# [Reading passage]
• • • • •

Oct. 27 — Organic farmer groups in Latin America say the European Union's emphasis on expanding organic compliance rules rather than organic equivalence arrangements could cause them to reduce their production of organic produce for the EU market.

The issue has come to a head over the last two weeks, after the European Parliament's Agriculture Committee Oct. 13 backed a European Commission plan to phase out equivalence arrangements signed between the EU and third party states over five years (See previous story, 10/13/15).

The EU is the second largest organic market with 22.2 billion euros ($25.5 billion) in annual revenue and 40 percent of global organics demand (the U.S. is the largest organics market in the world), according to the organic farmers organization IFOAM. Some 90 percent of all global trade in organics occurs between the U.S. and the EU, with the U.S. importing 284 million dollars worth of organic products from the EU in 2014, according to U.S. Department of Agriculture data. The EU does not collect similar data.

• • • • •

# [Given problem 1]
Reproduce the records starting with their first line and going on through the line that contains "[(67, 528), (510, 323)]", including both of those lines. Leave the pictures out of your answer.

[Location labeling records]
• • • • •

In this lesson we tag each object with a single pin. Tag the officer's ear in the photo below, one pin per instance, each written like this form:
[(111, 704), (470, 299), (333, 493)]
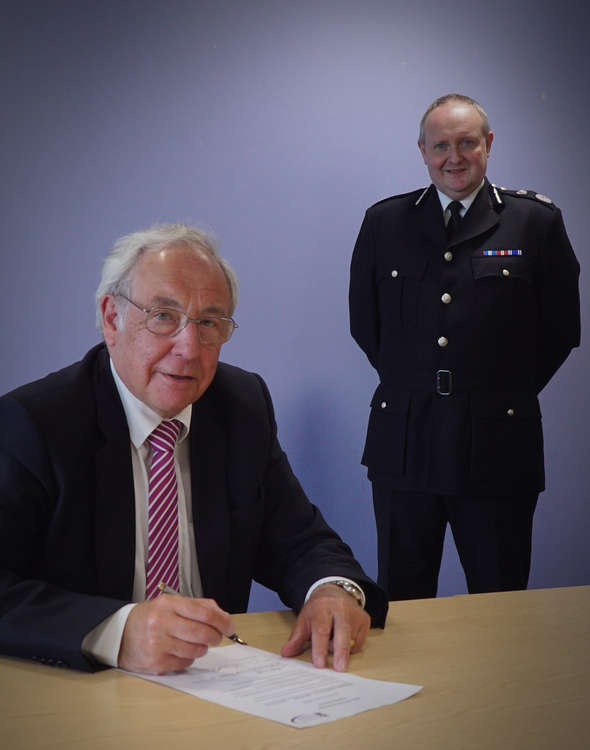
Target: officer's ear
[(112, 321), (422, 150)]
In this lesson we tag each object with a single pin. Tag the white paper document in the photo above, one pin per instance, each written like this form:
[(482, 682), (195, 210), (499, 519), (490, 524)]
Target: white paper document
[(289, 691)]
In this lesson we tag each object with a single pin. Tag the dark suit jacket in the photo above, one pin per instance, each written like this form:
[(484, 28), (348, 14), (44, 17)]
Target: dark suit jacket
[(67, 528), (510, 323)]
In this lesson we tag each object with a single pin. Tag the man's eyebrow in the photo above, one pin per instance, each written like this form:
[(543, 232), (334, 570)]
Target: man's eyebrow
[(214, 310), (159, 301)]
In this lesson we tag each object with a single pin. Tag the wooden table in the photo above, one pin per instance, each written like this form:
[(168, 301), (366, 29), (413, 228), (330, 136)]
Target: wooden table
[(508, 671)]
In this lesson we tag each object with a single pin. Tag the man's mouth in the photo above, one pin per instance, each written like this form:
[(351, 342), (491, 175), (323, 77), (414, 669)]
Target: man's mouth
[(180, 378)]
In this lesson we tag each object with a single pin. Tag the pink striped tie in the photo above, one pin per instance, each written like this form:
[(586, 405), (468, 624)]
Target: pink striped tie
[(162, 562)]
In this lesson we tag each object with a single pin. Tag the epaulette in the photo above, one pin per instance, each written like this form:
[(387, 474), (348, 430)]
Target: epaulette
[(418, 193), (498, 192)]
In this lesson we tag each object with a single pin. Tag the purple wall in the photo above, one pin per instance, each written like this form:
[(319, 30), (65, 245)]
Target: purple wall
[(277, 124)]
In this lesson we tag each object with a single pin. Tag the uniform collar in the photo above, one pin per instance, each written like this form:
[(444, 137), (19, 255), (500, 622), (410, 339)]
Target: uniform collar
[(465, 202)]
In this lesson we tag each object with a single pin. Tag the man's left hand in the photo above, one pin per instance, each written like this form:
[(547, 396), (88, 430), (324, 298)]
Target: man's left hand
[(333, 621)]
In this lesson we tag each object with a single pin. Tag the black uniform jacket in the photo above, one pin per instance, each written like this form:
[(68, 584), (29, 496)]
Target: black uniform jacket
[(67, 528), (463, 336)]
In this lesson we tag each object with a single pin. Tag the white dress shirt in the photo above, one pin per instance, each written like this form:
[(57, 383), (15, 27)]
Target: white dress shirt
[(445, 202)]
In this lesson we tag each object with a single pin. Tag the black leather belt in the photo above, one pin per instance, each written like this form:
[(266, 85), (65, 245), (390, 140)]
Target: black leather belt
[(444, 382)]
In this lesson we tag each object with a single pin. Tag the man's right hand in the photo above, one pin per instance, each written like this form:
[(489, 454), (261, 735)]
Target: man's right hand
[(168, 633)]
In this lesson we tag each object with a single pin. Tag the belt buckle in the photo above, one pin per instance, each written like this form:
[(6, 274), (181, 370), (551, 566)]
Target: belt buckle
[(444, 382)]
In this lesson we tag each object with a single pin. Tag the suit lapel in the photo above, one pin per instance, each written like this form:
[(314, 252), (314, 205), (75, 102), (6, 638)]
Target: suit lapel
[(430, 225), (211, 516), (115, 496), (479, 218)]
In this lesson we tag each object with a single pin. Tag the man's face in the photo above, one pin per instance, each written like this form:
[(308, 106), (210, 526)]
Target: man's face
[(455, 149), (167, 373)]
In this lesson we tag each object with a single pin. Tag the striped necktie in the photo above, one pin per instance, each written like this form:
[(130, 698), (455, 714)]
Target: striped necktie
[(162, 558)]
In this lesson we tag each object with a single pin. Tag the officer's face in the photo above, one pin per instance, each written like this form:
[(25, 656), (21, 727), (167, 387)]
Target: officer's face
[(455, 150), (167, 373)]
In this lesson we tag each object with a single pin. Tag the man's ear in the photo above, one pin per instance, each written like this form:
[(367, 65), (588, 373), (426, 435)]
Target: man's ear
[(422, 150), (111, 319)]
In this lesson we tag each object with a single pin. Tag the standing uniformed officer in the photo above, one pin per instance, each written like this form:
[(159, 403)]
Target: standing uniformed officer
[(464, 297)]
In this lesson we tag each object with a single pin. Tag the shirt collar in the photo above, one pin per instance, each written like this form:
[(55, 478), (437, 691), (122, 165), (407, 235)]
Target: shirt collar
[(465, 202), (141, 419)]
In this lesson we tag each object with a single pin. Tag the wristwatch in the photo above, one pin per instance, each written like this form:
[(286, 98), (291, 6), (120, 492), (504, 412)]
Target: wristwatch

• • • • •

# [Given problem 2]
Answer these questions using the article on EU organic trade:
(a) Which body backed the European Commission plan on Oct. 13?
(b) Over how many years would the plan phase out the equivalence arrangements?
(c) What share of global organics demand does the EU account for, according to IFOAM?

# [Reply 1]
In this lesson we tag each object with a single pin. Tag the officer's ear in the photo below, one pin per instance, each written like this form:
[(111, 704), (470, 299), (333, 493)]
Target: officer's ear
[(112, 321), (422, 150)]
In this lesson we tag each object with a single pin. Tag the white paper document in the photo above, one pin per instance, each written like this form:
[(482, 682), (195, 210), (499, 519), (490, 524)]
Target: white paper document
[(289, 691)]
In this lesson we tag each object with a single pin. Tag the dark suit jacket in the photo above, one pin per instance, each written like this form:
[(484, 28), (348, 14), (44, 17)]
Target: dark suit jacket
[(67, 528), (510, 323)]

# [Reply 2]
(a) The European Parliament's Agriculture Committee
(b) Five years
(c) 40 percent